EXERCISE:
Return, character for character, everything in the records below from the line containing "Draw the outline of every instance of the red" down to the line containing "133], [496, 135]]". Include both of those lines.

EXERCISE MATERIAL:
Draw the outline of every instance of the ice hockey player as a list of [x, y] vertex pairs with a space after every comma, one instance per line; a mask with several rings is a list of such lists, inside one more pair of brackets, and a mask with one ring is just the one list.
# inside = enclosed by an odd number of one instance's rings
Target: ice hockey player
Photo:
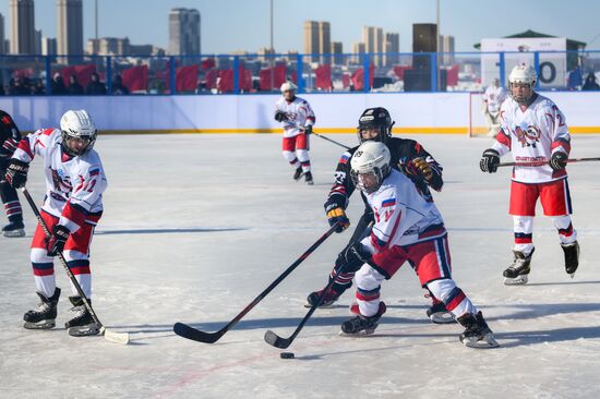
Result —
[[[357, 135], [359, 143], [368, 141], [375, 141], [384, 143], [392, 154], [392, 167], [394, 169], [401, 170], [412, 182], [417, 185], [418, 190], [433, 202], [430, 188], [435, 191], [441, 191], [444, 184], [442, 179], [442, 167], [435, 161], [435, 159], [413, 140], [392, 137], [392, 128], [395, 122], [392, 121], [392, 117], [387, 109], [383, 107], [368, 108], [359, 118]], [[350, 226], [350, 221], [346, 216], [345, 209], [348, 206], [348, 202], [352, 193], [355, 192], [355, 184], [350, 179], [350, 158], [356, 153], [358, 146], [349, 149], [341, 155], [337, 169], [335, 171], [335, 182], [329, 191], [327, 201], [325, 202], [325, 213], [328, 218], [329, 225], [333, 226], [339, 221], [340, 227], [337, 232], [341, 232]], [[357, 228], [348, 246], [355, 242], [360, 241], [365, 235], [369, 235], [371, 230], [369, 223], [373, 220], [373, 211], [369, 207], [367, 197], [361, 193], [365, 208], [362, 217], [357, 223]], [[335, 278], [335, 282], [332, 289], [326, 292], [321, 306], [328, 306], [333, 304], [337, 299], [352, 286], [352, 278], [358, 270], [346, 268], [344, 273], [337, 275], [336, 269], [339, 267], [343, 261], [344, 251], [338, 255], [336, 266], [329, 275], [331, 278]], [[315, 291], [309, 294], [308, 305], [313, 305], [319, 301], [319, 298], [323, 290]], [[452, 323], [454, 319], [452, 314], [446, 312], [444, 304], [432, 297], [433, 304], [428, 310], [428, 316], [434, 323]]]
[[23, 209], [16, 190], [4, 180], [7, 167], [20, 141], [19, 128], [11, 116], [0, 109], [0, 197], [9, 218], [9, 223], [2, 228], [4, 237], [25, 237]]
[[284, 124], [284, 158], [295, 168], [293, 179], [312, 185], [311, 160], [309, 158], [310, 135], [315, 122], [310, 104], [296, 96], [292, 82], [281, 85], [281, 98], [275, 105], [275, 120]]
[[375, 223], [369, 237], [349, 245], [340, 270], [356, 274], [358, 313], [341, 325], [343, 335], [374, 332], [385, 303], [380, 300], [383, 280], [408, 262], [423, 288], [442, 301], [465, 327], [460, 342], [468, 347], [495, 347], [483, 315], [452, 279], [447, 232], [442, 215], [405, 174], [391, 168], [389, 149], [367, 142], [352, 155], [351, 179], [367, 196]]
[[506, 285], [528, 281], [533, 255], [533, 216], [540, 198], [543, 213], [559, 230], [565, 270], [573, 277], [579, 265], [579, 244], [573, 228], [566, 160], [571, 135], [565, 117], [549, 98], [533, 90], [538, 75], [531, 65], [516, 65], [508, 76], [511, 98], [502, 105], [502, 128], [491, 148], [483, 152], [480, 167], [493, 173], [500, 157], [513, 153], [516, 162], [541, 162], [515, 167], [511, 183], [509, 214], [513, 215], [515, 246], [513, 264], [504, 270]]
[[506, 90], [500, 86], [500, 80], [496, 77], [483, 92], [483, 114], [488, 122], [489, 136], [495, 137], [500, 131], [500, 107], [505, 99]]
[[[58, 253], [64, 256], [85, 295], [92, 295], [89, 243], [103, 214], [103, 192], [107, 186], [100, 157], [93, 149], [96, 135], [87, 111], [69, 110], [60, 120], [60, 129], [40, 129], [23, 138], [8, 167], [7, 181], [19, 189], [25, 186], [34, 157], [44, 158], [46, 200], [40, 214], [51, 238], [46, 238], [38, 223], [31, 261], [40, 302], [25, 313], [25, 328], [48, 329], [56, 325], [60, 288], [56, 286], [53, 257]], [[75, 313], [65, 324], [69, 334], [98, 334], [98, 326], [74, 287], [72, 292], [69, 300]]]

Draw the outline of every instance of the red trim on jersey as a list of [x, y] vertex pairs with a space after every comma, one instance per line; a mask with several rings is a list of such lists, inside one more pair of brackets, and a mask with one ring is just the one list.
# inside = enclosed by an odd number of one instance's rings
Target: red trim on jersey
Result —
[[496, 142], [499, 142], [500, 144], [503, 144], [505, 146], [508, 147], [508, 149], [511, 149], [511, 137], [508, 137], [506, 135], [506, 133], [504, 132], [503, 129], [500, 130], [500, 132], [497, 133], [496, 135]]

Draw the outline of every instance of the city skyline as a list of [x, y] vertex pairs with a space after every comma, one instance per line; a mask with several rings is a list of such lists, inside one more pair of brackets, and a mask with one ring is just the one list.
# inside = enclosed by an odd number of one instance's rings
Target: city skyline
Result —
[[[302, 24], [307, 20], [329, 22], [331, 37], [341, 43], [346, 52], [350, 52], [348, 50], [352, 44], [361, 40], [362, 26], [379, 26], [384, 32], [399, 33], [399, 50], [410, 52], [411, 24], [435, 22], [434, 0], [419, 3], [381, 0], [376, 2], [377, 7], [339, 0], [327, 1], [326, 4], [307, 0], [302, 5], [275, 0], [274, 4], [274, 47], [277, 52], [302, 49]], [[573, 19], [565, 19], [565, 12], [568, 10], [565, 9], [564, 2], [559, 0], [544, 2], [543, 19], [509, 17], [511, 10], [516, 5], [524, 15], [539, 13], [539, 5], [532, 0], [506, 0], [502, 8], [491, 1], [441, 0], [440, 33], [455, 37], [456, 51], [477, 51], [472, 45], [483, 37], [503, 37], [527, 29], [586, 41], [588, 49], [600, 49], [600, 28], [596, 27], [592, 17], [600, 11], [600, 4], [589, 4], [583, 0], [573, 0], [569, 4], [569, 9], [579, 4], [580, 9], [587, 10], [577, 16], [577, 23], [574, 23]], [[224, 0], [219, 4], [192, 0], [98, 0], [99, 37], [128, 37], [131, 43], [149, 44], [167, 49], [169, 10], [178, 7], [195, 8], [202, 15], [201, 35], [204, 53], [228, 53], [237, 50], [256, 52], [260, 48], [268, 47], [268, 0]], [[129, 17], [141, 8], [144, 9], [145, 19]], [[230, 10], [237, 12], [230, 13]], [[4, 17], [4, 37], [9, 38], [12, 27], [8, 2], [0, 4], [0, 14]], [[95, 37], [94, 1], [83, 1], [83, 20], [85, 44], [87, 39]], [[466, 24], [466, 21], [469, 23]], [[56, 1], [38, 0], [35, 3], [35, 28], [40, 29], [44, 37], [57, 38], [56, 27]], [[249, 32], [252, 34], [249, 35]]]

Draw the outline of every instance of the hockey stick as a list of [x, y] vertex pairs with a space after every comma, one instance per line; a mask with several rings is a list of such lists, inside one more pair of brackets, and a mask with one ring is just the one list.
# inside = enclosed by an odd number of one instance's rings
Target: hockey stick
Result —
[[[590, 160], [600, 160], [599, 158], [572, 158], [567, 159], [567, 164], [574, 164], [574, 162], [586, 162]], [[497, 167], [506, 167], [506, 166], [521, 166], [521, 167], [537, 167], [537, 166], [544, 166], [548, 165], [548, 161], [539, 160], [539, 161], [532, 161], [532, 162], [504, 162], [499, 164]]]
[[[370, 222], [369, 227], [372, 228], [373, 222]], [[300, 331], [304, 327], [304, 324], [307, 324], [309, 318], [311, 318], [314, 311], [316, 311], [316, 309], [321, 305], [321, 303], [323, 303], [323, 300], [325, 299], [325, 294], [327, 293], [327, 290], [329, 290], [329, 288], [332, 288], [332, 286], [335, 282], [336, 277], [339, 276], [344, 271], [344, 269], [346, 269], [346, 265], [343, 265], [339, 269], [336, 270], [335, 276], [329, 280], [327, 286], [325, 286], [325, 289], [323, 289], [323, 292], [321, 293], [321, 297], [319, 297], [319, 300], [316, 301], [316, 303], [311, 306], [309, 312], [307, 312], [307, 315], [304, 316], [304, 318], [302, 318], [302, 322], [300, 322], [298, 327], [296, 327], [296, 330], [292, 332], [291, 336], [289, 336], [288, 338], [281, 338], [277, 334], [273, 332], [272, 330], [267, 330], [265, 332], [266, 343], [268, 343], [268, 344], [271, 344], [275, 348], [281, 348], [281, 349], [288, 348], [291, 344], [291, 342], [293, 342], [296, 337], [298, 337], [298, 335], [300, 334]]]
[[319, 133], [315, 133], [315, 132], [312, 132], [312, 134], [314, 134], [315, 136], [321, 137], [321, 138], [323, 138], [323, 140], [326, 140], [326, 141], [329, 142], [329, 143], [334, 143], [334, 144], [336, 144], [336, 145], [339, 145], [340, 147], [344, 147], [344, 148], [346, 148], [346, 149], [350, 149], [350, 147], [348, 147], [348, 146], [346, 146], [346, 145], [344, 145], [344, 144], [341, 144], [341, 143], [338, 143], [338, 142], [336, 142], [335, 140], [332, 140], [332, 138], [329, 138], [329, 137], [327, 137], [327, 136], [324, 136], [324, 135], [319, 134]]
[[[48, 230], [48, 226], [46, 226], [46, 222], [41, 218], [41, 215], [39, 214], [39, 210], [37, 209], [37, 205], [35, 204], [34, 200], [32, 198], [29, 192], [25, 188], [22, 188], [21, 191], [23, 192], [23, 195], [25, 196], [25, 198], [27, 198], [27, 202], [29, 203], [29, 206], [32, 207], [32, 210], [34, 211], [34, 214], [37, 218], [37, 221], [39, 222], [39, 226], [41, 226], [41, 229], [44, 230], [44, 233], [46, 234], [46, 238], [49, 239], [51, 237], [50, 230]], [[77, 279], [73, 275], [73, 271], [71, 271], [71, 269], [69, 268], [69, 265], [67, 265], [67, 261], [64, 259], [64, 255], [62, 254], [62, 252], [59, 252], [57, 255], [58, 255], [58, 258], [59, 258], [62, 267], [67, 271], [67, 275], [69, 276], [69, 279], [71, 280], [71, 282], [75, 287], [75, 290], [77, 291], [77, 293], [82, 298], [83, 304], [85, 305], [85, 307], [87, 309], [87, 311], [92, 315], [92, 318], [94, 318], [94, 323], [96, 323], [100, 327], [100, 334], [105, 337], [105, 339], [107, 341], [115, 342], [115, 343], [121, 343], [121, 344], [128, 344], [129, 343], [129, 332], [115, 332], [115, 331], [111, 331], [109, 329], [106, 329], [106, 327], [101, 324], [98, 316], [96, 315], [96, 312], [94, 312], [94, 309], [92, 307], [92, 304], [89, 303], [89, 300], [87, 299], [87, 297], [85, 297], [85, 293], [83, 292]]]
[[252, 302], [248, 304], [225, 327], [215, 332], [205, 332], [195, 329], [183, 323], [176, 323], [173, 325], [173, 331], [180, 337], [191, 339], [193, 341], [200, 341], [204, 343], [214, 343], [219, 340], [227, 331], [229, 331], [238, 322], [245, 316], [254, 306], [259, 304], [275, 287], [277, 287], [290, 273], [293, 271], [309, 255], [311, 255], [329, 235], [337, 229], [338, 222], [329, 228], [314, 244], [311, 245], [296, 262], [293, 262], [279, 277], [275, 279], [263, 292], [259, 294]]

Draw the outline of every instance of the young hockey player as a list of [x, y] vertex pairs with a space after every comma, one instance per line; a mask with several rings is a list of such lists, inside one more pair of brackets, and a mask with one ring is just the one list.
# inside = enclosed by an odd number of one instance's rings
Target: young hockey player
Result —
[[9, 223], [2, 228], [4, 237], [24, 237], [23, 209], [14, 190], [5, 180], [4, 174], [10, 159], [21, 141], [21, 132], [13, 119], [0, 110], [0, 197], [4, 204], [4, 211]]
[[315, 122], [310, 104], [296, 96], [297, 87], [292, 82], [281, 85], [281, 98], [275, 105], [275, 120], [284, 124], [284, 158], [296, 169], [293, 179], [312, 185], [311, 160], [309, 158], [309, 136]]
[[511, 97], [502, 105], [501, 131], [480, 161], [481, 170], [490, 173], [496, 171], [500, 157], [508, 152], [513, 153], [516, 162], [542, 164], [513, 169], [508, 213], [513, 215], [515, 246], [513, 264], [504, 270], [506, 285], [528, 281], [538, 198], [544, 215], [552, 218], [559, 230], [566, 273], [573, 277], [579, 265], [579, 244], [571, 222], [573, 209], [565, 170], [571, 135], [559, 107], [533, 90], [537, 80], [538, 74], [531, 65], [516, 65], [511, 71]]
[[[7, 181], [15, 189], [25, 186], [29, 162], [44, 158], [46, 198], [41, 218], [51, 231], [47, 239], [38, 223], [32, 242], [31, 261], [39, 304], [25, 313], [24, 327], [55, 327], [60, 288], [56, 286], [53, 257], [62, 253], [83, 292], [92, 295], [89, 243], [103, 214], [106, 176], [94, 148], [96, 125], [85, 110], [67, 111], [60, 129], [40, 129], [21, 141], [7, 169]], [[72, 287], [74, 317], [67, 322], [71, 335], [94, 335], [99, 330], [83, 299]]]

TASK ANSWER:
Draw the outline of every instance of the red trim on jersey as a list of [x, y] vertex pairs with a space after every comma, one instance per line; a mask with several rings is a list of such lists, inside one more pair of brackets, and a mask with one ring is just the one list.
# inside = enclosed by an odd number of one instance's rings
Target: red trim on jersey
Result —
[[496, 142], [499, 142], [500, 144], [503, 144], [505, 146], [508, 147], [508, 149], [511, 149], [511, 137], [508, 137], [506, 135], [506, 133], [504, 132], [503, 129], [500, 130], [500, 132], [497, 133], [496, 135]]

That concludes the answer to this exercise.